**Exercise instructions**. Render the rows below as a JSON list of strings, one string per line, omitting any blank lines.

* * *

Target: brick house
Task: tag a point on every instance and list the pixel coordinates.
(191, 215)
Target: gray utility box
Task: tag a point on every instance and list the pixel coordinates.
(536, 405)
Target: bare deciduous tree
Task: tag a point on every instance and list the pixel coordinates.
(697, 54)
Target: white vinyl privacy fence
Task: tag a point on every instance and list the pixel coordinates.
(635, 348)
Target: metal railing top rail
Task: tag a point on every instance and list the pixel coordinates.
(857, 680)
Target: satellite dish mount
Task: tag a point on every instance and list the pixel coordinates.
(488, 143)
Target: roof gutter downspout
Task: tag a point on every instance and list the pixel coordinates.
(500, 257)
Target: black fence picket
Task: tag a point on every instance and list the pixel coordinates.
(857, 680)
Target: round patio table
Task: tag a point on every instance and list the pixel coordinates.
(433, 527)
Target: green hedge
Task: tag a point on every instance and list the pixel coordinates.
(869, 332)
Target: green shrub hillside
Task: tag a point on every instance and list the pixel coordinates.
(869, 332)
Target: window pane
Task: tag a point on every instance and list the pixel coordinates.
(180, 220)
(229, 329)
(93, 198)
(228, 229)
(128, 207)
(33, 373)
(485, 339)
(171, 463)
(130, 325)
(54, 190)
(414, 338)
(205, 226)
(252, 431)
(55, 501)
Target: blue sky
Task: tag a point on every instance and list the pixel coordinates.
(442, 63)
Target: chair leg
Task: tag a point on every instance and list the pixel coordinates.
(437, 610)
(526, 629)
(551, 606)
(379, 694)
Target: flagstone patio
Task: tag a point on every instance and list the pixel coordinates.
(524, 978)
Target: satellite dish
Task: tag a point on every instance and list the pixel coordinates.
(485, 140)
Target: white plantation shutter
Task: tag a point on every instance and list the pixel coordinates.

* * *

**Output for this exercise**.
[
  "Target: brick house",
  "Task: tag a point on every instance and list the pixel coordinates.",
  "(191, 215)",
  "Target: gray utility box",
  "Task: tag a point on every instance and list the pixel coordinates.",
  "(536, 405)",
  "Target: bare deciduous tree",
  "Task: tag a point on every instance and list the pixel coordinates.",
  "(697, 54)",
  "Target: white vinyl privacy fence",
  "Task: tag a point on every instance and list the pixel coordinates.",
  "(635, 348)",
  "Target: metal railing top rail",
  "Task: tag a point on every instance and list the pixel coordinates.",
  "(857, 680)",
  "Target: satellite dish mount",
  "Task: tag a point on every instance and list the pixel coordinates.",
  "(488, 143)",
  "Target: roof gutter downspout",
  "Task: tag a point on every instance and list the pixel coordinates.",
  "(500, 257)",
  "Target: black fence picket",
  "Task: tag a point on every instance and list the pixel coordinates.",
  "(857, 680)",
  "Target: round patio table",
  "Task: tag a point on every instance and list the pixel coordinates.",
  "(433, 527)",
  "Target: green hedge",
  "Task: tag a point on every instance and list the pixel coordinates.",
  "(869, 332)",
  "Target: green shrub hillside",
  "Task: tag a point on every instance and list the pixel coordinates.",
  "(869, 332)",
  "Target: window pane",
  "Task: tag a point on every instance and list the pixel coordinates.",
  "(180, 220)",
  "(229, 329)",
  "(93, 198)",
  "(228, 229)",
  "(128, 207)",
  "(33, 373)",
  "(485, 339)",
  "(171, 463)",
  "(130, 325)",
  "(54, 190)",
  "(414, 338)",
  "(205, 226)",
  "(252, 431)",
  "(55, 501)",
  "Target: blue sky",
  "Task: tag a point on every instance and list the pixel coordinates.",
  "(442, 63)",
  "Target: chair leg",
  "Task: tag a point on every instance and list the pixel coordinates.",
  "(437, 610)",
  "(526, 629)",
  "(551, 606)",
  "(379, 694)",
  "Target: flagstone patio",
  "Task: tag a point on every instance and list the pixel coordinates.",
  "(524, 978)",
  "Target: satellite dish",
  "Task: tag a point on every instance and list the pixel coordinates.",
  "(485, 140)",
  "Target: white plantation shutter",
  "Task: tag a point on every instance and list the pixel coordinates."
]